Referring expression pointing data
··········

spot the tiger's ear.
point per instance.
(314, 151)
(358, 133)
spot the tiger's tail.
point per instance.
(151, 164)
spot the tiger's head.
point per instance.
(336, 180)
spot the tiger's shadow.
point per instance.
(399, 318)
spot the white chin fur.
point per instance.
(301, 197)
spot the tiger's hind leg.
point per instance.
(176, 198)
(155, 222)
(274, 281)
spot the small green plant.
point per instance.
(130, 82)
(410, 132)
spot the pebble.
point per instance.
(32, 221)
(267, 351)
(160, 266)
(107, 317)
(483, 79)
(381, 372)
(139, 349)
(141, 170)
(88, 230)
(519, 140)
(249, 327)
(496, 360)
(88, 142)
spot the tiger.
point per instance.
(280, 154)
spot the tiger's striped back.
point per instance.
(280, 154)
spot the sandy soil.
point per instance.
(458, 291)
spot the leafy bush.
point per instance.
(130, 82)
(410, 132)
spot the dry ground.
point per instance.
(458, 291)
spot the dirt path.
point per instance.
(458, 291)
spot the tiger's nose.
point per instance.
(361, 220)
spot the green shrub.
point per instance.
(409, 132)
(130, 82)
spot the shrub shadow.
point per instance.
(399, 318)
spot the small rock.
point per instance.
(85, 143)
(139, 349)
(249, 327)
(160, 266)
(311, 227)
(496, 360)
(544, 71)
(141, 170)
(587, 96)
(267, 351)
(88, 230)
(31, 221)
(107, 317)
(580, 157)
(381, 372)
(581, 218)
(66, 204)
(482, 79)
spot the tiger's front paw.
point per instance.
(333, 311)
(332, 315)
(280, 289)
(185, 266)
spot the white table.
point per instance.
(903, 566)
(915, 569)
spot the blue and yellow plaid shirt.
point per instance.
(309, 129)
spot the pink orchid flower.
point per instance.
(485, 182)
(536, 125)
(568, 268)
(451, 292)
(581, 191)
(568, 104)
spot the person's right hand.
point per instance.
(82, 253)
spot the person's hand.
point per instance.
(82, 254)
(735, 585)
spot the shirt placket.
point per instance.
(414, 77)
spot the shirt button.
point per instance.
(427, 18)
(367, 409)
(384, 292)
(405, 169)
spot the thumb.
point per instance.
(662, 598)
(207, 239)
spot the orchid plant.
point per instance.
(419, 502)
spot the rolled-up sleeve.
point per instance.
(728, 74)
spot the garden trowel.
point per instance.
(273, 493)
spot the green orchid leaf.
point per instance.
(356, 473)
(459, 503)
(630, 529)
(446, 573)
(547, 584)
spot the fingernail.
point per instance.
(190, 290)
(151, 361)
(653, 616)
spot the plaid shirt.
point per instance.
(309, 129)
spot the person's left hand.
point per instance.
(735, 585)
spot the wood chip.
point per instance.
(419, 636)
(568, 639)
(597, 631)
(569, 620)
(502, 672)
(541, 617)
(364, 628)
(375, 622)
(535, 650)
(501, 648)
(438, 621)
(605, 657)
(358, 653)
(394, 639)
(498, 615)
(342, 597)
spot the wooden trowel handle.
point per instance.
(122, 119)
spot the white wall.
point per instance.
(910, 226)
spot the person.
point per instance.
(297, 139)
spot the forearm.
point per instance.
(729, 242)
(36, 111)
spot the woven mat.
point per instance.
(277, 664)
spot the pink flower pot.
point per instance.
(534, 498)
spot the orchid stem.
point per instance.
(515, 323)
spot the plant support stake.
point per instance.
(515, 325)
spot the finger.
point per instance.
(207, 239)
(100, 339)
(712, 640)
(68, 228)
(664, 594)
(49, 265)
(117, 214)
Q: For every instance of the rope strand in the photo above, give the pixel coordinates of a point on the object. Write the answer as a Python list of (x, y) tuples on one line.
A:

··········

Each of the records shown above needs to be repeated exactly.

== RESULT OF THE EXERCISE ==
spot the tiger's ear.
point per instance.
(314, 151)
(358, 133)
spot the tiger's tail.
point per instance.
(151, 164)
spot the tiger's head.
point per instance.
(336, 180)
spot the tiger's shadow.
point per instance.
(399, 318)
spot the white chin fur.
point per instance.
(301, 197)
spot the tiger's hind leg.
point per instance.
(176, 198)
(155, 222)
(274, 281)
spot the small green plant.
point per instance.
(130, 82)
(410, 132)
spot the pebble.
point per instance.
(32, 221)
(267, 351)
(160, 266)
(107, 317)
(483, 79)
(381, 372)
(139, 349)
(141, 170)
(88, 230)
(519, 140)
(249, 327)
(496, 360)
(88, 142)
spot the tiger.
point per instance.
(280, 154)
spot the tiger's striped back.
point per instance.
(280, 154)
spot the sandy soil.
point per instance.
(458, 291)
spot the leafy bush.
point per instance.
(130, 82)
(410, 132)
spot the dry ground.
point per instance.
(458, 291)
spot the dirt path.
point per instance.
(458, 291)
spot the tiger's nose.
point per instance.
(361, 220)
spot the green shrub.
point per instance.
(409, 132)
(130, 82)
spot the shrub shadow.
point per instance.
(399, 318)
spot the small rock.
point per instance.
(85, 143)
(139, 349)
(249, 327)
(160, 266)
(311, 227)
(496, 360)
(544, 71)
(141, 170)
(587, 96)
(267, 351)
(88, 230)
(31, 221)
(107, 317)
(580, 157)
(381, 372)
(581, 218)
(66, 204)
(482, 79)
spot the tiger's front paw.
point per instance.
(333, 311)
(332, 315)
(280, 289)
(185, 266)
spot the white table.
point per instance.
(903, 566)
(915, 569)
spot the blue and yellow plaid shirt.
point per instance.
(309, 129)
spot the pink orchid flower.
point per instance.
(485, 182)
(536, 125)
(568, 268)
(451, 292)
(581, 191)
(568, 104)
spot the person's right hand.
point per instance.
(82, 253)
spot the person's hand.
point per instance.
(82, 254)
(735, 585)
spot the shirt placket.
point per instance.
(414, 77)
spot the shirt button.
point per instance.
(427, 18)
(367, 409)
(384, 292)
(405, 169)
spot the thumb.
point per instance.
(662, 598)
(207, 239)
spot the orchid plant.
point per instance.
(419, 502)
spot the rolled-up sleeve.
point per instance.
(728, 74)
spot the garden trowel.
point per instance.
(273, 493)
spot the green orchid leaf.
point per instance.
(356, 473)
(459, 503)
(630, 529)
(446, 573)
(547, 584)
spot the fingernail.
point per instance.
(190, 290)
(151, 361)
(653, 616)
spot the plaid shirt.
point per instance.
(309, 129)
spot the person's left hand.
point per instance.
(735, 585)
spot the wood chip.
point per instance.
(419, 636)
(568, 639)
(597, 631)
(569, 620)
(502, 672)
(541, 617)
(364, 628)
(375, 622)
(535, 650)
(501, 648)
(438, 621)
(605, 657)
(358, 653)
(394, 639)
(498, 615)
(342, 597)
spot the wooden trowel handle.
point per instance.
(122, 119)
spot the white wall.
point per instance.
(910, 226)
spot the person.
point per instance.
(297, 139)
spot the forearm.
point per instance.
(729, 242)
(36, 111)
spot the woven mat.
point per instance.
(277, 664)
spot the pink flower pot.
point per instance.
(534, 498)
spot the orchid stem.
point per instance.
(515, 323)
spot the plant support stake.
point per instance.
(515, 325)
spot the finger.
point per instance.
(207, 239)
(100, 339)
(712, 640)
(68, 228)
(664, 594)
(49, 265)
(117, 214)
Q: For every instance of the rope strand in the photo above, give the pixel coordinates of a point on the object. Write the answer as a Python list of (x, y) tuples on one line.
A:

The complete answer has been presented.